__Aim of the task__. All of the data, except its images, should be set down exactly as it appears.

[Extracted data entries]
━━━━━━━━━━━━━━━━

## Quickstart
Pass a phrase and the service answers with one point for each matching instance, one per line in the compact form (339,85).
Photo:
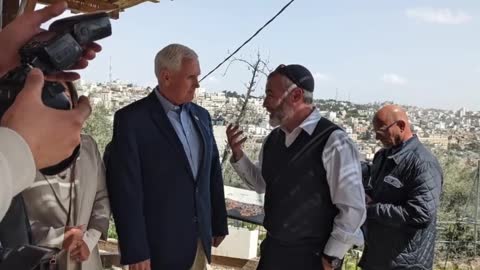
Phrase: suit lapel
(201,130)
(165,127)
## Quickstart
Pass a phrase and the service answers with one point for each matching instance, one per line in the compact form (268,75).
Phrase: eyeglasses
(383,130)
(282,69)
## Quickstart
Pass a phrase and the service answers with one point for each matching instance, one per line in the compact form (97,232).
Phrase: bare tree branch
(257,68)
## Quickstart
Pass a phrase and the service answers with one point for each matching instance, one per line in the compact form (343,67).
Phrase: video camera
(53,51)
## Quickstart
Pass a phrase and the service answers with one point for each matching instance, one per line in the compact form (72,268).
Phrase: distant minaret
(110,71)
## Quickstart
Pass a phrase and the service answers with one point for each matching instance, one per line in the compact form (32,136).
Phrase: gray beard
(280,116)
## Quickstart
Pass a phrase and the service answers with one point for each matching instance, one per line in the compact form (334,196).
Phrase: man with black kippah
(310,173)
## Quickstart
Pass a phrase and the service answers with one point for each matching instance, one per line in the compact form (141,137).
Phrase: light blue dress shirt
(186,131)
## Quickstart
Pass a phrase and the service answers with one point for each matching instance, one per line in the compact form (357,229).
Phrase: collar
(166,104)
(400,152)
(309,124)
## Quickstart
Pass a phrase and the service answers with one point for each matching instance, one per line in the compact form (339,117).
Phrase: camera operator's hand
(81,252)
(51,134)
(73,237)
(23,28)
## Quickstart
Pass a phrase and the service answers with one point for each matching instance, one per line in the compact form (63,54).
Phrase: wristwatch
(333,261)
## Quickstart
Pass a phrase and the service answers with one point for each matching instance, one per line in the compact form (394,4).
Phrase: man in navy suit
(163,173)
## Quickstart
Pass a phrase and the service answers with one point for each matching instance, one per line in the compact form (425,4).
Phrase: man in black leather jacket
(402,199)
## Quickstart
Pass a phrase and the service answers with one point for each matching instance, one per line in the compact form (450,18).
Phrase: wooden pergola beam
(9,11)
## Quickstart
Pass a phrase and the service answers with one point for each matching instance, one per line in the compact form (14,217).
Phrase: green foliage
(457,207)
(99,126)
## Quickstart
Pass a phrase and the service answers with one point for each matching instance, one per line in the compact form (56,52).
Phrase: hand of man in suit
(81,252)
(217,240)
(145,265)
(233,135)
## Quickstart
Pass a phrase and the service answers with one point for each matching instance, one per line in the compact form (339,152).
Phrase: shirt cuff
(91,237)
(336,248)
(19,158)
(54,238)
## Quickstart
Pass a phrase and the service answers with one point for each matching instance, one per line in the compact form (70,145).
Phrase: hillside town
(457,131)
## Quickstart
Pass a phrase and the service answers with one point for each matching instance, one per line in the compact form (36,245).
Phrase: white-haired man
(163,172)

━━━━━━━━━━━━━━━━

__Response__.
## Quickstart
Pass a phrase and the service answers with one point for each matching instance, one per line in the compact form (339,85).
Photo:
Phrase: suit lapel
(201,130)
(165,127)
## Quickstart
Pass a phrase and the service answers with one point for each matching instance, one per line in the compact form (268,75).
Phrase: eyeglasses
(383,130)
(282,69)
## Quickstart
Pass a phrase and the service answers with one point for each matching instance, one per line in the compact form (97,232).
Phrase: bare tree branch
(257,68)
## Quickstart
Pass a phrase and the service answers with one point for each matching instance, one per line in the compact form (343,67).
Phrase: video camera
(53,51)
## Quickstart
Pass a phrase and the service answers with one point for each matching instance, one per line in the compact form (72,268).
Phrase: distant minaret
(110,71)
## Quickstart
Pass a phrase and the service answers with one point for each matching instance, one per line in the compact form (32,136).
Phrase: gray beard
(280,116)
## Quickstart
Pass a phrase and the service answers with one point for each matching instance, one per line in the compact form (334,196).
Phrase: man with black kippah
(310,173)
## Quickstart
Pass a phrase and the service answers with one point for each matching instance, one per line in the compact form (141,137).
Phrase: light blue dress shirt
(186,131)
## Quickstart
Pass a phrase and the service answers with one point for each matching instance, one per line in the compact form (357,229).
Phrase: collar
(166,104)
(400,152)
(309,124)
## Quickstart
Pass a phrase and the service answers with one point for each matching instance, one per line in the compact form (339,117).
Phrase: camera operator's hand
(81,252)
(51,134)
(73,237)
(23,28)
## Quickstart
Pass a phrase and the service answers with one point for each matching instance, one per line in the compact form (63,54).
Phrase: wristwatch
(333,261)
## Quickstart
Pass a phrase and the service answers with one point for each matching instance, one per line in the compact form (394,4).
Phrase: man in navy suit
(163,173)
## Quickstart
Pass a phrase and the service answers with one point for each matching instance, one per line in the compact form (425,4).
Phrase: man in black leather jacket
(402,199)
## Quickstart
Pass a phrase and the service answers with one point for each matching instance, one per line in the compact form (450,18).
Phrase: wooden pergola beam
(9,11)
## Quickstart
Pass a phrase and the service answers with one point for each matching instance, one per line in the compact form (14,217).
Phrase: green foliage
(457,207)
(99,126)
## Quickstart
Pass a phrase and the service answers with one point for each matching instance, one per line in the compact form (56,52).
Phrase: hand of man in suit
(81,252)
(217,240)
(145,265)
(233,135)
## Quickstart
Pass a phrase and the service answers with one point for each matching instance, one per line in the compact form (339,152).
Phrase: shirt cuff
(91,237)
(336,248)
(19,158)
(54,238)
## Quickstart
Pass a phrase and the service answers with one point for each matching instance, one per line in the compact form (70,145).
Phrase: hillside town
(457,131)
## Quickstart
Pass a phrase and the service answers with one point for each matching instance, one per line in the compact form (36,245).
Phrase: white-haired man
(163,172)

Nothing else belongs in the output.